RECORDS FOR THE EXERCISE:
+++++
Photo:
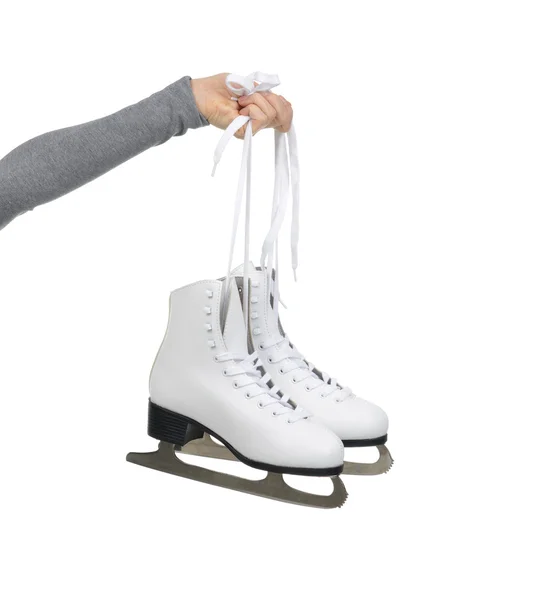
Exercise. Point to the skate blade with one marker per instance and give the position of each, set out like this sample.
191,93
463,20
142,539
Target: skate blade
273,486
382,465
205,446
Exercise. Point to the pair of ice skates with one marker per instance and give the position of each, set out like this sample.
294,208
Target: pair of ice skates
227,370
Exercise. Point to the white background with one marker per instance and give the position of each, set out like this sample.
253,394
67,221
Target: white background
418,126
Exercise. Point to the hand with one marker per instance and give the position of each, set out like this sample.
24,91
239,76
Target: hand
267,110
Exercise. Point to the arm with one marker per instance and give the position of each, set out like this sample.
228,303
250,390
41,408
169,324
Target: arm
58,162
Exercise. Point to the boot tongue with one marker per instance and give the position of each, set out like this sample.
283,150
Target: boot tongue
234,333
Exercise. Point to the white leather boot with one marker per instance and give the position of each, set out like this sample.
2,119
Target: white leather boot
357,422
204,381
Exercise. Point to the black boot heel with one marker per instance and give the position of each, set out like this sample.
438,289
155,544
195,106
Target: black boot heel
167,426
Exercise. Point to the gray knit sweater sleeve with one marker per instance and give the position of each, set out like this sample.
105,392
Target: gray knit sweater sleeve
58,162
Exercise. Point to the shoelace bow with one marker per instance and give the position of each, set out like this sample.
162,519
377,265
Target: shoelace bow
286,177
286,173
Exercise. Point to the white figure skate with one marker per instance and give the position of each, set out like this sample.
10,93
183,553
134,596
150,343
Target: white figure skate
356,421
204,382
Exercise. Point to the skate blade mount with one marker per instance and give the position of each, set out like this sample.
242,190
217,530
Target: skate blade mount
382,465
205,446
272,486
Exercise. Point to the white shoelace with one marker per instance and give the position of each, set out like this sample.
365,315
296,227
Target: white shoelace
306,370
286,172
240,86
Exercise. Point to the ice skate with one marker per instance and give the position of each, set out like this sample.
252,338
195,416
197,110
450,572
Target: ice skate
204,382
357,422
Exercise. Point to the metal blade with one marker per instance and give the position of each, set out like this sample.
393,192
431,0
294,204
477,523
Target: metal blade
205,446
272,486
382,465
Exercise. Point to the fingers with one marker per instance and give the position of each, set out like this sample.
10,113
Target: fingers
259,120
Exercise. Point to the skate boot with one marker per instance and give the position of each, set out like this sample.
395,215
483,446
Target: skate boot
205,383
357,422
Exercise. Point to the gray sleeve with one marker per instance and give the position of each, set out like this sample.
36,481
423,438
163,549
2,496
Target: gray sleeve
58,162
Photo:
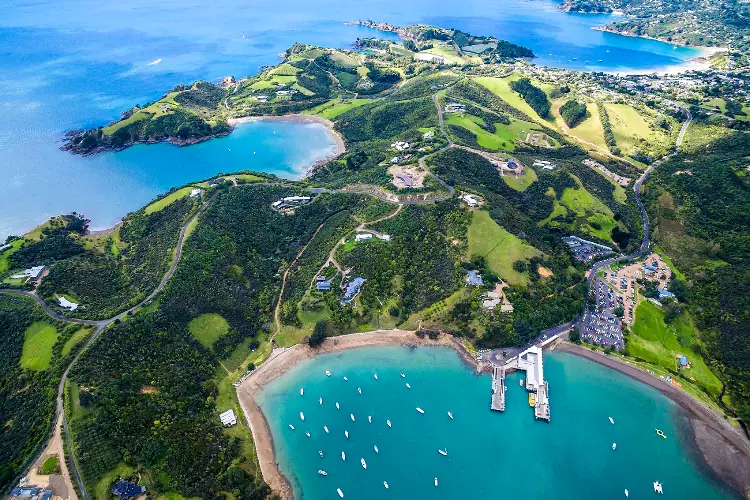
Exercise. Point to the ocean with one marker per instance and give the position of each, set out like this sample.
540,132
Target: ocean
78,64
490,455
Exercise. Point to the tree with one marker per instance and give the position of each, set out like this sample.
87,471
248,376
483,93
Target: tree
319,334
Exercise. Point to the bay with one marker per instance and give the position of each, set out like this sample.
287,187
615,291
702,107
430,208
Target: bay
494,455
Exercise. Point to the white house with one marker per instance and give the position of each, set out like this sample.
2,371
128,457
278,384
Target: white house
228,418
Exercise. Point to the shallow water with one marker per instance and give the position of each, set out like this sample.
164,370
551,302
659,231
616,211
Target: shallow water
78,63
500,455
+++++
WHAT IS NEEDED:
Rewrite all of the data above with "one marker per instance" changed to "a single marker for each instance" wherever it occurs, keeping everything else the same. Leave the pictures out.

SOLUTION:
Photo:
Exercise. Point to the skate blade with a single marker for each instance and give the position of each, set out like this sample.
191,93
463,20
142,539
Target: skate blade
273,486
382,465
205,446
Exercise. Point to the pair of ice skates with a single marker for each instance and give the position of each, set out like this sample.
294,208
Target: pair of ice skates
227,370
Exercise. Point to the white background with a single marker for each instance and give the position of each, set out like this sample.
253,394
67,221
Target: white background
418,126
Exercise. Point to the hand with a single marker for each instance and give the position of each, set out like this sample.
24,91
239,76
Target: hand
267,110
Exercise. Point to the arm with a single marker for each instance and give the position of each, set out like this sample.
228,303
250,390
41,408
169,324
Target: arm
58,162
Exercise. Point to the boot tongue with a single marker for each instance and give the position of each, set out like this sample.
283,150
Target: boot tongue
234,333
Exercise. Point to the white leather boot with a single marker for each instance and give the position of each, set out like this sample.
2,119
Target: white leather boot
357,422
204,381
Exercise. Point to the black boot heel with a single marker for each instance and give the position of each, set out like this sample.
438,289
155,544
195,106
Target: black boot heel
167,426
Exercise. Point to the gray knit sweater sleeve with a single marker for each instance and give the position of each, set out like this sample.
105,392
Target: gray knit sweater sleeve
58,162
Exercise. Point to the shoelace bow with a single marker for each instance and give the position of each, set out like this sample.
162,519
377,265
Target: shoelace bow
286,177
286,173
Exercise. Point to the white figure skate with a single marker for each instance and give the position of each, set out like this sample.
10,93
183,553
134,596
150,343
Target: white figure skate
356,421
204,382
Exercise. Point to the skate blade mount with a single marker for each instance and give the position of each, set out like this sample.
242,190
217,530
Target: skate blade mount
382,465
205,446
272,486
Exercise. Point to the white shoelace with a single marker for each instance and give the position of each, set out like this sample.
365,315
296,227
Target: white shoelace
306,370
286,172
240,86
Exercise. Point to the ice skate with a single marker for each instance and give the position of each, set out like this sample.
252,338
195,416
197,110
450,572
Target: ice skate
204,382
357,422
Exercise. Point to the metal blade with a single marker for each instance and give the position of each, set out like this sample.
393,192
431,0
294,204
477,523
Target: metal blade
205,446
272,486
382,465
Exercise. Point to the fingers with a single marker for each instance and give the position of each, set out like this sample.
10,113
Target: fingers
259,120
Exercise. Point to the skate boot with a single marker for each instance and give the position of each, set out like this sample.
395,215
483,446
Target: skate boot
205,383
357,422
Exercise. Point to the gray sleeve with a single marker for each instance and give the position of each, set out like this sample.
36,481
423,438
163,549
2,496
Target: gray sleeve
58,162
Photo:
Exercise. Point to the ocean with a single marker for each instance and give the position of each, set out like this sample.
540,132
Target: ocean
78,64
490,455
Exercise. Point to the tree with a single marker for each instance and give the position of each, set out like this sample.
87,471
248,376
483,93
Target: tree
319,334
Exercise. Point to the bay with a single marker for each instance and give the position of each, set out like this sample.
287,187
615,291
702,107
430,208
Target: bay
494,455
Exercise. Point to the white house with a single marker for each instance and give the position of each, set out like this sample.
2,371
128,457
278,384
Target: white house
228,418
Exercise. Point to the shallow water with a single marker for each instance and give the position of each, set out like this sample.
164,370
551,302
659,231
616,211
Target: shallow water
78,63
500,455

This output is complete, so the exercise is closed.